**WRITTEN INSTRUCTION 1:** Report each line of the listing below in which the word "minaret" appears, copying the line in full.

**SUPPLIED PASSAGE:**

--- BEGIN ---

Awesome photos. Can I ask what type of camera you have. I'm looking to upgrade and want an SLR, not sure which brand though


----------



## Lars K (May 23, 2009)

Thanks for the nice comments! 



coz727 said:


> Can I ask what type of camera you have.



I used a Nikon D90 with the normal Kit-lens 18-105 mm.

As there was no flash allowed I took most of the pics at 3200 ISO without noise reduction.
Some shots are even taken at 6400 ISO and the D90 did a good job with relative noise free pics.
I can truly recommend it. 

Here's a great website.
Take a look at the camera reviews by Gordon Laing from New Zealand and check out
the video tour on the different camera models.
http://www.cameralabs.com/reviews/digital_camera_and_lens_reviews.shtml

The modern DSLR-cameras are all excellent cameras and you can take great pictures with all of them. 
It's more important that you get good lenses and if you want a great performing lens
I can recommend the "Sigma 70mm F2,8 EX DG MAKRO" lens.

If you often shoot in "available-light" and at High ISO, the Nikon D700 and the 
Canon EOS 5D Mark II are both excellent performers. But unfortunately they aren't the cheapest cameras.


----------

--- END ---

Rows from a dataset:
--- BEGIN ---

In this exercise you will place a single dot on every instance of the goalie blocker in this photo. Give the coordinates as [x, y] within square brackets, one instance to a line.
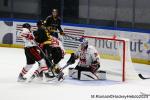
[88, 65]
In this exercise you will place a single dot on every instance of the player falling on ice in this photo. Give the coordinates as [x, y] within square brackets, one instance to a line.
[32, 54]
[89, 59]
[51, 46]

--- END ---
--- BEGIN ---

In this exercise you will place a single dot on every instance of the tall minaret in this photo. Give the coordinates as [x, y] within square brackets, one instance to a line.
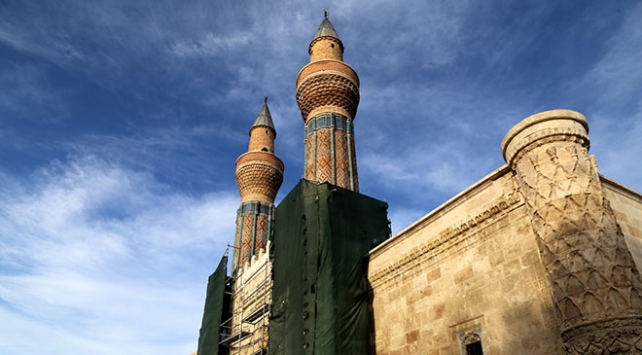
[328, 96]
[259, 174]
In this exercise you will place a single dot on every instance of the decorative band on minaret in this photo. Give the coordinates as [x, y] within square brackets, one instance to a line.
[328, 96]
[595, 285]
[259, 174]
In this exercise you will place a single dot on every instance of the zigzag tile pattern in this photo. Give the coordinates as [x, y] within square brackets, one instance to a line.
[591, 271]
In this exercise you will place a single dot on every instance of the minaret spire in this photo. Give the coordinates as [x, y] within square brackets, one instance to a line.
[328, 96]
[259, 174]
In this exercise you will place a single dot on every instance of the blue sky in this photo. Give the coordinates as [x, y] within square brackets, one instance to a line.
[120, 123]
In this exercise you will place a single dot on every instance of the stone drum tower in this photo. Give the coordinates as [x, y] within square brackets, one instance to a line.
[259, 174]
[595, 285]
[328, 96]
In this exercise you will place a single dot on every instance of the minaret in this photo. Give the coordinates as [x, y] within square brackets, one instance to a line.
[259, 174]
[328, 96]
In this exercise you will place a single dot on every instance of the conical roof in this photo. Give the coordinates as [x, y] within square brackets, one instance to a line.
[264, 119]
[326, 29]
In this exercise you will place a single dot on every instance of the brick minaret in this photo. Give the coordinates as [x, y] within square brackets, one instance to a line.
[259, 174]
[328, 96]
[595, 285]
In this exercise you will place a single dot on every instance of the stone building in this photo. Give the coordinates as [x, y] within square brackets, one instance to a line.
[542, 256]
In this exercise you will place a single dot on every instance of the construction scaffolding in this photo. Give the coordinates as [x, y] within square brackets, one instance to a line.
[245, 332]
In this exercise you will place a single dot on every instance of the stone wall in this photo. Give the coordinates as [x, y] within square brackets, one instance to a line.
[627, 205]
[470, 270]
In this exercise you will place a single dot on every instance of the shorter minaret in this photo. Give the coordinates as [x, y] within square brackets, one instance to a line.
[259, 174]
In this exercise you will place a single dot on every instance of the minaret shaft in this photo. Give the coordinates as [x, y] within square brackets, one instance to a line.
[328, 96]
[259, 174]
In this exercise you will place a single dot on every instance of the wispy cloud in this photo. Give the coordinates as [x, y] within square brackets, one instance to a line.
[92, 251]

--- END ---

**WRITTEN INSTRUCTION 2:** Condense the paragraph of the camera forum thread above that begins "The modern DSLR-cameras are all excellent" into a short bulleted list that keeps its main facts.

**TASK OUTPUT 1:**
In this exercise you will place a single dot on every instance of the tall minaret in this photo. Give the coordinates as [x, y] within square brackets, one instance to a line.
In this exercise you will place a single dot on every instance of the decorative band on minaret in this photo. Give the coordinates as [x, y] within square brackets, one instance to a line.
In this exercise you will place a single dot on every instance of the minaret spire in this photo. Give the coordinates as [x, y] within square brackets, one instance to a line.
In this exercise you will place a single dot on every instance of the minaret in this photo. Give the coordinates as [x, y] within square brackets, one instance to a line.
In this exercise you will place a single dot on every instance of the brick minaret in this photo. Give the coordinates as [x, y] within square brackets, one instance to a line.
In this exercise you will place a single dot on every instance of the shorter minaret in this photo. Give the coordinates as [x, y] within square brackets, one instance to a line.
In this exercise you will place a single dot on every instance of the minaret shaft in this photo. Give the coordinates as [x, y] within square brackets, one instance to a line.

**TASK OUTPUT 2:**
- All modern DSLR cameras are excellent, and any of them can take great pictures.
- Having good lenses matters more.
- For a great-performing lens, the "Sigma 70mm F2,8 EX DG MAKRO" is recommended.